### DATA FOR THIS EXERCISE
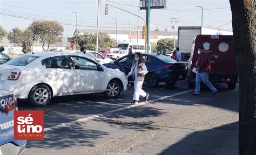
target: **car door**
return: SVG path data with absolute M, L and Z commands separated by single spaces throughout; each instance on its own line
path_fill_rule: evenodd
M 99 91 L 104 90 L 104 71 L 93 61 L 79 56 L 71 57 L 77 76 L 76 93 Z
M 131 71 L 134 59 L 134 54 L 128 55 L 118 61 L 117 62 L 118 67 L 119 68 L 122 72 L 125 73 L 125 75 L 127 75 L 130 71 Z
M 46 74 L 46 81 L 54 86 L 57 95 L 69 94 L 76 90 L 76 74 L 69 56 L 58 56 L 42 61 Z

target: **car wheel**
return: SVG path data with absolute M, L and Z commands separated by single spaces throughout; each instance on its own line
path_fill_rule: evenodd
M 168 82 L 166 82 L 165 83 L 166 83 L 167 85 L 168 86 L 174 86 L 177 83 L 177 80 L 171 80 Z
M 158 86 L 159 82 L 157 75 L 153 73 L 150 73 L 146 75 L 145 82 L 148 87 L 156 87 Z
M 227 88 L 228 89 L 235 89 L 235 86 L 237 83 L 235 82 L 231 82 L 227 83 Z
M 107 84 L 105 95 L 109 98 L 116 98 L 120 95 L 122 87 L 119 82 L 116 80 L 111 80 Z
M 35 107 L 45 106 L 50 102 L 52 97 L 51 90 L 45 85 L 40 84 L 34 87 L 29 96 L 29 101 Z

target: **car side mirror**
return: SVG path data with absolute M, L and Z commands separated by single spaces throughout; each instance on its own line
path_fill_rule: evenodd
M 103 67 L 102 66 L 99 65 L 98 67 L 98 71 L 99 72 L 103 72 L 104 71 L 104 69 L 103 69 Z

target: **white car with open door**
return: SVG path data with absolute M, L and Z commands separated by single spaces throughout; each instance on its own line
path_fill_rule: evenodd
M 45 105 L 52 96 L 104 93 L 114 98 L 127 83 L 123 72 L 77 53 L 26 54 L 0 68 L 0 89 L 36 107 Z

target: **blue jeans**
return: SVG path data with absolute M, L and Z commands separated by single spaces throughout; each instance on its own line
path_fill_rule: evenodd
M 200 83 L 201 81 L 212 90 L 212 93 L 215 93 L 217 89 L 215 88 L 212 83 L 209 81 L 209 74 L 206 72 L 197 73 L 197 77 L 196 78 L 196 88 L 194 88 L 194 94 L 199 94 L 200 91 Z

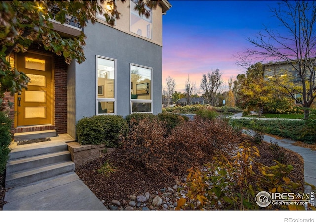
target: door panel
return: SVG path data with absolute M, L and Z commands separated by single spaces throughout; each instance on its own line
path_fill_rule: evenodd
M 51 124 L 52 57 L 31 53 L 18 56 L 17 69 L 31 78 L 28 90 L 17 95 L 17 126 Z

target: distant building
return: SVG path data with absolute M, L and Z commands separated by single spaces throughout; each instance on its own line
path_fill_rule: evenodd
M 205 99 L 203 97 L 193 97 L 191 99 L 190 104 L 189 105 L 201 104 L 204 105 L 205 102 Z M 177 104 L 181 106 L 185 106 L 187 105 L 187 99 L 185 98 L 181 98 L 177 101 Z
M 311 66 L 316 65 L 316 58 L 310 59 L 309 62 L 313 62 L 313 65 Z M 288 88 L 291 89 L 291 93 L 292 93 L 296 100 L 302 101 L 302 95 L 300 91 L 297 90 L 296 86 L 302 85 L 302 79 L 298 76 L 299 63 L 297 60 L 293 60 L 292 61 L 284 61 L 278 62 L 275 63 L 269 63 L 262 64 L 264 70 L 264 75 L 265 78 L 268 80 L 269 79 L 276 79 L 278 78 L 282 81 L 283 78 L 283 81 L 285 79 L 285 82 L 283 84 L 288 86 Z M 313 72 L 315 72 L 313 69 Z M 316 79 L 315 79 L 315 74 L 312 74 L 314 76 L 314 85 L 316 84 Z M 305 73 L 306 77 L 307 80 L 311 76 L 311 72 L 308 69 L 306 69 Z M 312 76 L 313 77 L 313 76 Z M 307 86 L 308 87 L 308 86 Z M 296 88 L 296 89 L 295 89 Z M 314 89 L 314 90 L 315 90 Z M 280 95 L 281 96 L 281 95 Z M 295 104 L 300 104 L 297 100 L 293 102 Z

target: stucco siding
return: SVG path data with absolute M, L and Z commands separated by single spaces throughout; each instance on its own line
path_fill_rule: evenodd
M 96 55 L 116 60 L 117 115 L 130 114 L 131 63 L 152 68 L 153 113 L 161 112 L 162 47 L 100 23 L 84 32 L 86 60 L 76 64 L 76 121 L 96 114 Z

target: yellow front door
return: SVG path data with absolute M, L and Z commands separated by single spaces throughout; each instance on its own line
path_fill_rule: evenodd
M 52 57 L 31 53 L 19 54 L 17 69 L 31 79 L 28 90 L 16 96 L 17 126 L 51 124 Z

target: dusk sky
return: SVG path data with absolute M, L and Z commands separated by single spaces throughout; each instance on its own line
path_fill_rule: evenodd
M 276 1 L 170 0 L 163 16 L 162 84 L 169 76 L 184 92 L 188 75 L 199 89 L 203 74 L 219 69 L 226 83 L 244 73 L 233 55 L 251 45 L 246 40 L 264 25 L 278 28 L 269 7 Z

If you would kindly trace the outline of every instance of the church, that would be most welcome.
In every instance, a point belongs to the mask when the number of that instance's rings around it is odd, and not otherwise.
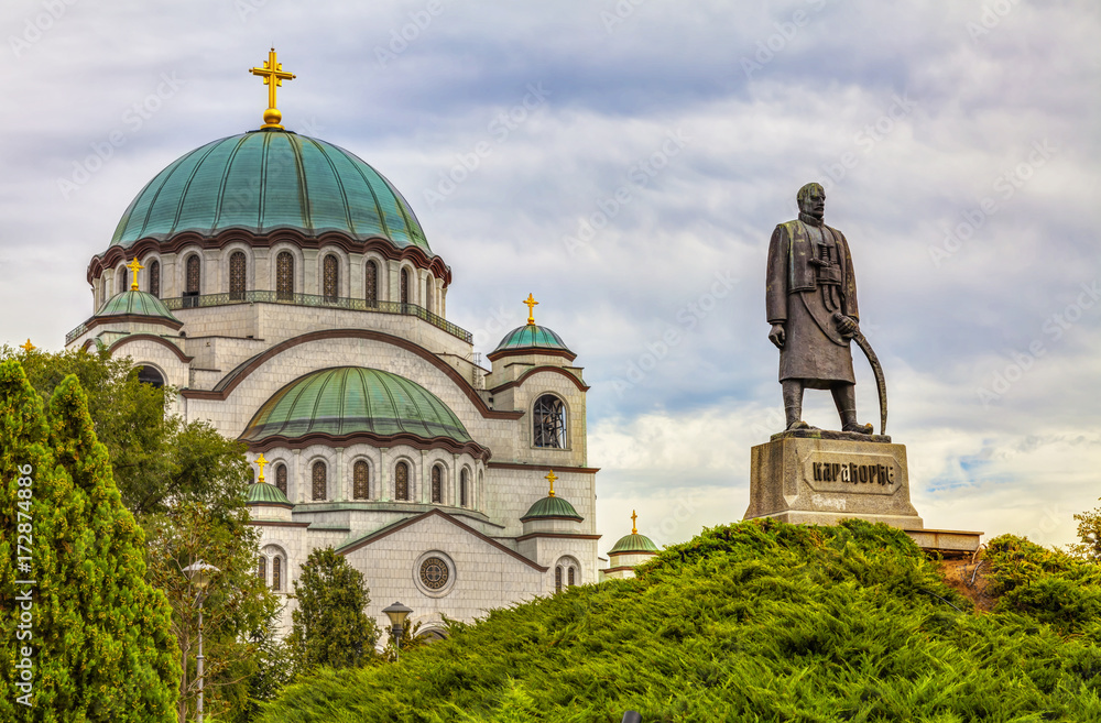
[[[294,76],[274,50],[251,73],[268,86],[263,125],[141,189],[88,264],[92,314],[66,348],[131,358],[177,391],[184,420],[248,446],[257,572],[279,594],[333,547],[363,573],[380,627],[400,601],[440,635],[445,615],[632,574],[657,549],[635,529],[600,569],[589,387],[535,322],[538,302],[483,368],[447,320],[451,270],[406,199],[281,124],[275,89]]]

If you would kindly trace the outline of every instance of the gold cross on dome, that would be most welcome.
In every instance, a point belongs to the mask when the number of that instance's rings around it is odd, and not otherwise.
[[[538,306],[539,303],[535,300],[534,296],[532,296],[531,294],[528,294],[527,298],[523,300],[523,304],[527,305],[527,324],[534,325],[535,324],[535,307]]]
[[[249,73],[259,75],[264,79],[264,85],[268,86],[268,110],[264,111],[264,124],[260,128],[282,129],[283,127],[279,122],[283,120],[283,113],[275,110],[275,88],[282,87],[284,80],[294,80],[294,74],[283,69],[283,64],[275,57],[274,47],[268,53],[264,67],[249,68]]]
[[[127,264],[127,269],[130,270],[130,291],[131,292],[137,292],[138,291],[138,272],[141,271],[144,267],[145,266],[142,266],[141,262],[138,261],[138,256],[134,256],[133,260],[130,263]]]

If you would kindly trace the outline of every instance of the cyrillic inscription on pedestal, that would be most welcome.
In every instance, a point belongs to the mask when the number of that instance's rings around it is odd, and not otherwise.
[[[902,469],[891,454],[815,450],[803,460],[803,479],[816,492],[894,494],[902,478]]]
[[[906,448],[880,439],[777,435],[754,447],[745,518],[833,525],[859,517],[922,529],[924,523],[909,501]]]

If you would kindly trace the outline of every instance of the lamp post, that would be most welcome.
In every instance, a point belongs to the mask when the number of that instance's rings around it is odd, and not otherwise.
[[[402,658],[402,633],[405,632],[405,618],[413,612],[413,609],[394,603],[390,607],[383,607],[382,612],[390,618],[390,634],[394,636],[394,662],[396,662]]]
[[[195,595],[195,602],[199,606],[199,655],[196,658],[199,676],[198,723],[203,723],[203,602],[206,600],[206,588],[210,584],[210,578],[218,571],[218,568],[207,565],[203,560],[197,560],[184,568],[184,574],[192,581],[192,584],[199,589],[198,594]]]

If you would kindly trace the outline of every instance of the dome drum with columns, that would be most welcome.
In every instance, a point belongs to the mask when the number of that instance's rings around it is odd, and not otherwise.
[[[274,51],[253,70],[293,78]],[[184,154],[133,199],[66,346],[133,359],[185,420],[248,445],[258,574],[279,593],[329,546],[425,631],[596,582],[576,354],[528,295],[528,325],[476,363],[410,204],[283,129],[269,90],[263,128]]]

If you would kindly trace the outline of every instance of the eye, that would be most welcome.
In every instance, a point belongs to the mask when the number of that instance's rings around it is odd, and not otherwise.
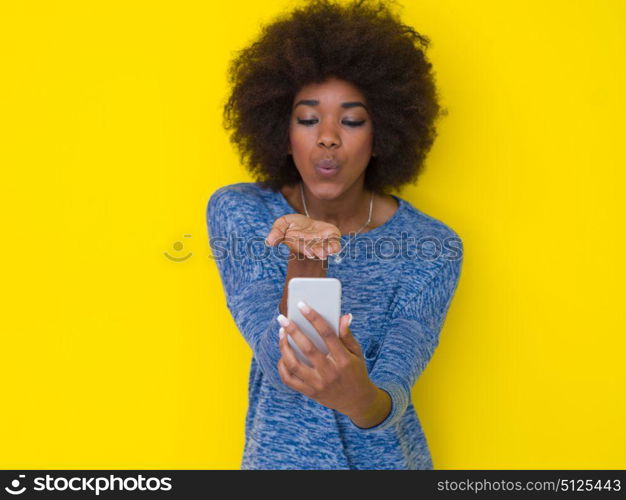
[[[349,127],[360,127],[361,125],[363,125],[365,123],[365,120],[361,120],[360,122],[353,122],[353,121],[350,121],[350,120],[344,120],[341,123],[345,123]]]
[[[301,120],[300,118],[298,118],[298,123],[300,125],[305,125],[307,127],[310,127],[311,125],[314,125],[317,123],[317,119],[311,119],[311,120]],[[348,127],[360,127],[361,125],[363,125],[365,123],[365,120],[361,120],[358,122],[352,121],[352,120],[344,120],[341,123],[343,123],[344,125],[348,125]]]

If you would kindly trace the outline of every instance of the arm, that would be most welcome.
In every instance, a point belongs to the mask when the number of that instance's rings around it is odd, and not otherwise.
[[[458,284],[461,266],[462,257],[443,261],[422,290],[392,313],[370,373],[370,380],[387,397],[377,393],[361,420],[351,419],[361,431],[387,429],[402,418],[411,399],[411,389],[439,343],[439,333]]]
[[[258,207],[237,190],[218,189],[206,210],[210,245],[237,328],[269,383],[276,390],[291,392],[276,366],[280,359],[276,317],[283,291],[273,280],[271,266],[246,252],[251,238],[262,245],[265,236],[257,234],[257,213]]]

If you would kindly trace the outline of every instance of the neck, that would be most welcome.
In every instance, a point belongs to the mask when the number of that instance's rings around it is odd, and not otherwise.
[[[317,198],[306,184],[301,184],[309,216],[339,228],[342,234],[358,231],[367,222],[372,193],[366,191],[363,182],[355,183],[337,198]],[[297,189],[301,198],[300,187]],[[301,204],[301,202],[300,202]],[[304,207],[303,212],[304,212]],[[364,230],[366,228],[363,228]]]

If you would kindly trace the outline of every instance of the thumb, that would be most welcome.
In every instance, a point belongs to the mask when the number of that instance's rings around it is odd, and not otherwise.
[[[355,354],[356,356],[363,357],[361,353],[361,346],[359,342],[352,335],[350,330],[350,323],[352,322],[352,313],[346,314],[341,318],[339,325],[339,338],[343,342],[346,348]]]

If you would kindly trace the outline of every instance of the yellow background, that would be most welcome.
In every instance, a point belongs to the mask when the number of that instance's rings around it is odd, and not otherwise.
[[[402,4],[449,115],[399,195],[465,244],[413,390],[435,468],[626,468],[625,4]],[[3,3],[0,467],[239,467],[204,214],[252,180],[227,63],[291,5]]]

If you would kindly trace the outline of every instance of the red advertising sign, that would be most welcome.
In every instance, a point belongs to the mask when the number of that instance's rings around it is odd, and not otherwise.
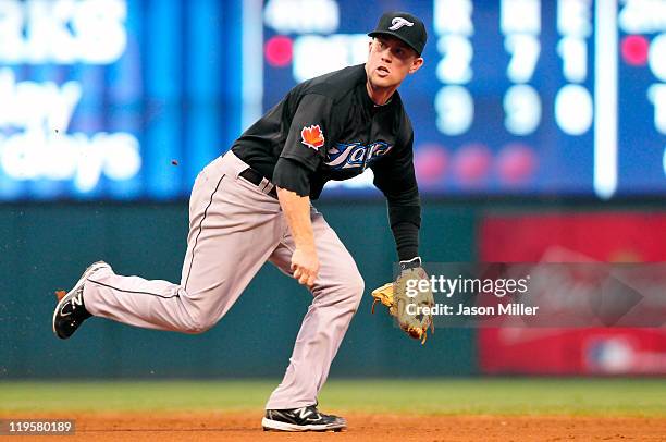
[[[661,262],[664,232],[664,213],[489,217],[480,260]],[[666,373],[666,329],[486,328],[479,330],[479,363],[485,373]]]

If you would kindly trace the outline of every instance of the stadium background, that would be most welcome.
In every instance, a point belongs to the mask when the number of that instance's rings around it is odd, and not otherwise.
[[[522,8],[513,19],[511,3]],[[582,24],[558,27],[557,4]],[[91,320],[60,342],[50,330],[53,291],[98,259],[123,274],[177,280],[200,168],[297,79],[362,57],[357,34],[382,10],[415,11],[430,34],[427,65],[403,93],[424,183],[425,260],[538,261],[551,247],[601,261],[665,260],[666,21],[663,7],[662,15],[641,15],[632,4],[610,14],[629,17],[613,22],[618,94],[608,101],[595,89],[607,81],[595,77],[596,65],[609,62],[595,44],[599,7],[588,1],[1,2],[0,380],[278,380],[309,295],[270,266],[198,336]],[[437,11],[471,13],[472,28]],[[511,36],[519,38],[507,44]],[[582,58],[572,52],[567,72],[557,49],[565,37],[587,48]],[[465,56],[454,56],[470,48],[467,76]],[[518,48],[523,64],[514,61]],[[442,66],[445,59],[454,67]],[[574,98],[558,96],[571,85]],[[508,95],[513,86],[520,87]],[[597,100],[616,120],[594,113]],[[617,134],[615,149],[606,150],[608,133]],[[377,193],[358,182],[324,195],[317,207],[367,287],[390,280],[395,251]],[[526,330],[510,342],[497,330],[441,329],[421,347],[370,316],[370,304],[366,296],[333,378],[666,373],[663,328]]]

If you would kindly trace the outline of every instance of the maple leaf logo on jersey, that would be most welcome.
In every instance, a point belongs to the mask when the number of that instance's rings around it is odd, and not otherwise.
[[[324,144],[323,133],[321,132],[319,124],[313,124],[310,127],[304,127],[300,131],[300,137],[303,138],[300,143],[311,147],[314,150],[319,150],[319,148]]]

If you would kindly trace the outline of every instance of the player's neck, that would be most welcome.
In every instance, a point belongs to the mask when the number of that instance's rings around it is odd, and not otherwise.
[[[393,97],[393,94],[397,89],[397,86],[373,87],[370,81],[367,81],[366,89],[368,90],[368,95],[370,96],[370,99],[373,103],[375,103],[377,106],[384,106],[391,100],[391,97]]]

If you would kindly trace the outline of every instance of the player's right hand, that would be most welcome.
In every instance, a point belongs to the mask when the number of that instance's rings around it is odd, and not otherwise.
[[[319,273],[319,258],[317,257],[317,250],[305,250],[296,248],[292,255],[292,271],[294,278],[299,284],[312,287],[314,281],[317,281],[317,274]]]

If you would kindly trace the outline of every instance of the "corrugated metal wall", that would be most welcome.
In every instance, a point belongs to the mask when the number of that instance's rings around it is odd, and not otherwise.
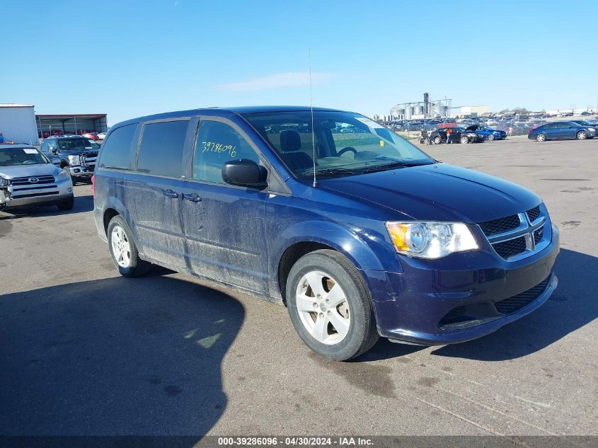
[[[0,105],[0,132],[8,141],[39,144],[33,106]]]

### EXERCISE BRIEF
Locate each line in the items that contains the string "target", with case counting, and copy those lines.

### RESULT OF THE TASK
target: **car door**
target: **car wheel**
target: **car side mirror**
target: **white car with open door**
target: **blue jeans**
target: door panel
target: distant building
target: stucco siding
target: yellow front door
target: dusk sky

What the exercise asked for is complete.